ФЕДОР ПЕТРОВИЧ ГААЗ *
Биографический очерк
Посвящается профессору Леонарду Леопольдовичу Гиршману
Предисловие к первому изданию
Летом 1890 года в Петербурге состоялся четвертый международный тюремный конгресс, связанный с чествованием памяти знаменитого английского филантропа Джона Говарда, умершего в России в 1790 году. Предполагая произнести при открытии заседании конгресса речь
о заслугах Говарда, автор предлагаемого очерка занялся собиранием сведений о русских его последователях. Нездоровье воспрепятствовало осуществлению этого предположения, но между сведениями о тех, кто шел у нас по стопам Говарда, пришлось встретиться с данными, относящимися к деятельности главного врача московских тюремных больниц с 1829 по 1853 год — доктора Федора Петровича Гааза.
Чем дальше шло ознакомление с разбросанными по различным изданиям заметками и воспоминаниями о Гаазе, тем ярче и привлекательнее выступала, в своей величавой простоте, его совсем забытая в настоящее время личность, в некоторой степени даже заслоняя собою образ Говарда. Разбор обширного архивного материала по делам и журналам попечительного о тюрьмах общества, рассмотрение рукописей, писем и сочинений Гааза и сношения с людьми, лично его знавшими или слышавшими о нем от его друзей или близких знакомых, дали возможность подробно изучить сердечную глубину и нравственную высоту этого человека во всех проявлениях его трудовой, всецело отданной на служение человечеству жизни.

__Предоставленный материал__.
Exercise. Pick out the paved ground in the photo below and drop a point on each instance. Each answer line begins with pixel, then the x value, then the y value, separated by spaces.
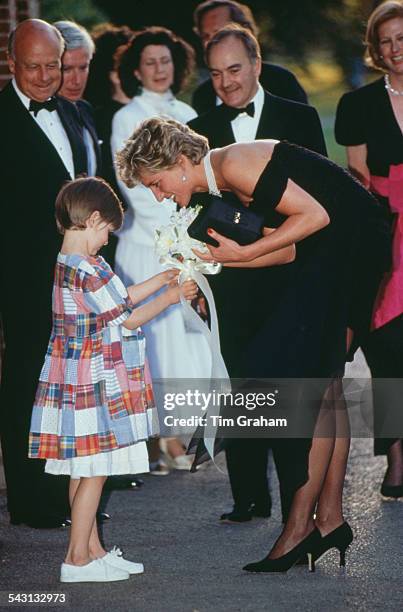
pixel 194 564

__Что нужно сделать__.
1. В отрывке о Федоре Петровиче Гаазе сказано, что он был главным врачом московских тюремных больниц. С какого по какой год?
2. Напишите, что идет дальше в отрывке о Федоре Петровиче Гаазе после его последнего предложения.
Материал здесь никакой роли не играет.

__Ответы по заданиям__.
1. С 1829 по 1853 год.

2.
Результатом этого изучения был, в 1892 году, ряд публичных чтений о Гаазе, в пользу голодающих. Содержание этих чтений, обработанное и дополненное новыми сведениями, составляет предмет настоящего очерка. Он все-таки далеко не полон. Быть может, однако, появление его в печати вызовет к жизни новые воспоминания о человеке, имя и деятельность которого не должны быть оставляемы на жертву забвению.
Принося искреннюю благодарность всем поделившимся с ним своими сведениями о Гаазе и в особенности врачу Александровской больницы в Москве С. В. Пучкову, автор посвящает свой труд профессору Харьковского университете и директору глазной его клиники Леонарду Леопольдовичу Гиршману.